#### TEXT PASSAGE
++++++++++++++++++++

Wisecrack Zodiac for week of July 7:

Aries: You know where you are now, and you know where you want to be. Problem is, you can’t get there from here. Instead of playing demolition derby with the terrain, try a little GPS for the soul and find an easier path to what you want.

Taurus: Glaciers and life-changing decisions move at the same speed for you, but an opportunity requiring immediate action may pop up. You don’t have to throw caution to the wind, but you can loosen your death grip on it.

Gemini: Sometimes you wonder if the world is just two gallons of stupid in a pint-size serving. Most of the time, you’re right, but this week, expect to meet a few tasty exceptions.

Cancer: You’re the only one brave enough to tell the 400 lb. gorilla in the room that his feet stink and his mama dresses him funny. Do some stretches before that honesty purge, just in case you need to make a break for it.

Leo: You’re suspecting that you might not actually be at the center of the universe. Relax. What kind of cosmos would it be without you? Everyone will turn back to gaze upon your brilliance soon enough.

++++++++++++++++++++

(Stored data entries)
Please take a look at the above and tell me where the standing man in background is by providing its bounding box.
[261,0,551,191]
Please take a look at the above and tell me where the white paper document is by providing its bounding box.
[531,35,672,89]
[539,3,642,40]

++++++++++++++++++++

#### TASK DIRECTIONS
Set down, word for word, the part of the Wisecrack Zodiac horoscope above that runs from "Aries: You know" up to and including "grip on it.".

#### YOUR RESPONSE
Aries: You know where you are now, and you know where you want to be. Problem is, you can’t get there from here. Instead of playing demolition derby with the terrain, try a little GPS for the soul and find an easier path to what you want.

Taurus: Glaciers and life-changing decisions move at the same speed for you, but an opportunity requiring immediate action may pop up. You don’t have to throw caution to the wind, but you can loosen your death grip on it.